Текст документа
_ _ _ _
Кристева пытается исследовать механизм становления эстетического. По ее мнению, для индивида, заброшенного в катастрофическое пространство существования и заблудившегося в нем, литература является единственным средством самосохранения. Строя свой язык, произведения искусства, человек как «путешественник в бесконечной ночи» припоминает пережитый ужас и начинает испытывать от него удовольствие, догадывается, что гадкое – не объективно, это лишь граница двусмысленности, смесь суждения и аффекта, знака и пульсации. Тогда границы означаемого (ужаса) начинают таять, художник спасается путем своего рода эстетической терапии. Творческое «Я» кристаллизуется в эстетическом бунте против ужаса. Отвращение – катарсис – творческий экстаз – такова структура творческого процесса. Литература – высшая точка, где отвратительное рушится в сиянии красоты.
_ _ _ _
Извлечённый материал
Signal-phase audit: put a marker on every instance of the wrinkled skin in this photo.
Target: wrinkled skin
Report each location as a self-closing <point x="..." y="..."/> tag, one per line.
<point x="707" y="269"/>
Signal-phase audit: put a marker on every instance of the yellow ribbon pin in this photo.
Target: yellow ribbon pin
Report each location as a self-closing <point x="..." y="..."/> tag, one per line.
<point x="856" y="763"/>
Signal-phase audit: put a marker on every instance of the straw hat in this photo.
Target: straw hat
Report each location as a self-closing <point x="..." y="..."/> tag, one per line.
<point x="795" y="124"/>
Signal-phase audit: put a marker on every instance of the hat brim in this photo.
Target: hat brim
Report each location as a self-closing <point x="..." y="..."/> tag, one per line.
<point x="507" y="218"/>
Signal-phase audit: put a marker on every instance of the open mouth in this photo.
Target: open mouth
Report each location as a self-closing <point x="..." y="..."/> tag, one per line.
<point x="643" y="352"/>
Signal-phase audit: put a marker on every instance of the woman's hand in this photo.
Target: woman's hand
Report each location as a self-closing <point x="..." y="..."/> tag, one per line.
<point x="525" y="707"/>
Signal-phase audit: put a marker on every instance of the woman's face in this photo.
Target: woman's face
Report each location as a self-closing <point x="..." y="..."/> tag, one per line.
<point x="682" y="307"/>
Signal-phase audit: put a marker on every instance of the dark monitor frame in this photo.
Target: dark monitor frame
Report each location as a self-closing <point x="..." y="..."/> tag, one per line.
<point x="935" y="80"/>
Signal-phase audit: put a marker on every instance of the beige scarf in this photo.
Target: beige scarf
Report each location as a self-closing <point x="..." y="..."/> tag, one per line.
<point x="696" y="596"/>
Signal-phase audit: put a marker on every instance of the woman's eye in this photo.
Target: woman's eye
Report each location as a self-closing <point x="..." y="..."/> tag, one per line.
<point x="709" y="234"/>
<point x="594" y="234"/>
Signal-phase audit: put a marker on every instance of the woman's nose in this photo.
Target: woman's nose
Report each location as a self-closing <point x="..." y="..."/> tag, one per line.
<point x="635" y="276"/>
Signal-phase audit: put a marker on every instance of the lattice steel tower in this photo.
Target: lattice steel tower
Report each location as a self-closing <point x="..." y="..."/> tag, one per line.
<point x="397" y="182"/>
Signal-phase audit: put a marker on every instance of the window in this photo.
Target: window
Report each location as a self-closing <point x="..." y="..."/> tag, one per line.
_ _ _ _
Цель задания
Повторите целиком, слово в слово, приведённый выше текст о взглядах Кристевой на творческий процесс.

Поле ответа
Кристева пытается исследовать механизм становления эстетического. По ее мнению, для индивида, заброшенного в катастрофическое пространство существования и заблудившегося в нем, литература является единственным средством самосохранения. Строя свой язык, произведения искусства, человек как «путешественник в бесконечной ночи» припоминает пережитый ужас и начинает испытывать от него удовольствие, догадывается, что гадкое – не объективно, это лишь граница двусмысленности, смесь суждения и аффекта, знака и пульсации. Тогда границы означаемого (ужаса) начинают таять, художник спасается путем своего рода эстетической терапии. Творческое «Я» кристаллизуется в эстетическом бунте против ужаса. Отвращение – катарсис – творческий экстаз – такова структура творческого процесса. Литература – высшая точка, где отвратительное рушится в сиянии красоты.